## [AIM OF THE EXERCISE]
Line by line, reproduce the records exactly.

Items from a data source
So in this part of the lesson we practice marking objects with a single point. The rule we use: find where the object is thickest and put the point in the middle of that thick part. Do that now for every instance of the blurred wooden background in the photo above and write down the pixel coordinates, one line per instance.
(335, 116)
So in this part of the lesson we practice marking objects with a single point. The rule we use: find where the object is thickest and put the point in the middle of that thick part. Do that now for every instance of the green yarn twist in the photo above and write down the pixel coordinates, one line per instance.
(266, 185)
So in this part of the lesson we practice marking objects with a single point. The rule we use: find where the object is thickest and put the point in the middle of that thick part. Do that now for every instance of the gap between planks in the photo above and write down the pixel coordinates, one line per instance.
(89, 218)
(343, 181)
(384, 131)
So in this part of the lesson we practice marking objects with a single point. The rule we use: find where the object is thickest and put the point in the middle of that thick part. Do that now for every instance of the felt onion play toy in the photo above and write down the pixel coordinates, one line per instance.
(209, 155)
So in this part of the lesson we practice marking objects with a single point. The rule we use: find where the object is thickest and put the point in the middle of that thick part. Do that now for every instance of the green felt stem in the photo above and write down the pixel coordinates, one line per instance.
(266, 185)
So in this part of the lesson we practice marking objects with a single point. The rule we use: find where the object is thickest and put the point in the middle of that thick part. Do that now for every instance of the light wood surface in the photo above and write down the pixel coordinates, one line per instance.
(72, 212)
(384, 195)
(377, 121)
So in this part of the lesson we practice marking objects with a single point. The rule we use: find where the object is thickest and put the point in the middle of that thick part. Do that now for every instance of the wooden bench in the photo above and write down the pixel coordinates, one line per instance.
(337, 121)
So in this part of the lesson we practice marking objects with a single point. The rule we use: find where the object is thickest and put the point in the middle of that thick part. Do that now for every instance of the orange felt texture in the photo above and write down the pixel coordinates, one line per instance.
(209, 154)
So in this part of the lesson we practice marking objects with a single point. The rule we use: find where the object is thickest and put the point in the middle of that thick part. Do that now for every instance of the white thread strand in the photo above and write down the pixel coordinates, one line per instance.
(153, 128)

## [YOUR SOLUTION]
So in this part of the lesson we practice marking objects with a single point. The rule we use: find where the object is thickest and put the point in the middle of that thick part. Do that now for every instance of the blurred wooden background in the photo above and write down the pixel coordinates, one line per instance.
(335, 116)
So in this part of the lesson we practice marking objects with a single point. The rule we use: find where the object is thickest and put the point in the middle of that thick part. Do that now for every instance of the green yarn twist in the photo above and write down the pixel coordinates, one line per instance.
(266, 185)
So in this part of the lesson we practice marking objects with a single point. The rule we use: find where the object is thickest and put the point in the middle of that thick part. Do that now for every instance of the gap between planks in the photo above and write down the pixel coordinates, one line per instance.
(89, 218)
(343, 181)
(384, 131)
So in this part of the lesson we practice marking objects with a single point. The rule we use: find where the object is thickest and put the point in the middle of that thick part. Do that now for every instance of the felt onion play toy in the photo above and write down the pixel coordinates, one line per instance.
(209, 155)
So in this part of the lesson we practice marking objects with a single point. The rule we use: find where the object is thickest and put the point in the middle of that thick part. Do that now for every instance of the green felt stem in the photo above and write down the pixel coordinates, one line per instance.
(266, 185)
So in this part of the lesson we practice marking objects with a single point. The rule we use: find where the object is thickest and put the point in the middle of that thick part. Do that now for every instance of the light wood surface in the photo above and write down the pixel coordinates, one line per instance.
(72, 212)
(384, 195)
(377, 121)
So in this part of the lesson we practice marking objects with a single point. The rule we use: find where the object is thickest and put the point in the middle of that thick part. Do that now for every instance of the wooden bench in the photo above and write down the pixel coordinates, one line per instance.
(337, 121)
So in this part of the lesson we practice marking objects with a single point. The rule we use: find where the object is thickest and put the point in the middle of that thick part. Do that now for every instance of the orange felt texture in the photo above and write down the pixel coordinates, one line per instance.
(209, 154)
So in this part of the lesson we practice marking objects with a single point. The rule we use: find where the object is thickest and put the point in the middle of that thick part. Do that now for every instance of the white thread strand in the photo above and write down the pixel coordinates, one line per instance.
(153, 128)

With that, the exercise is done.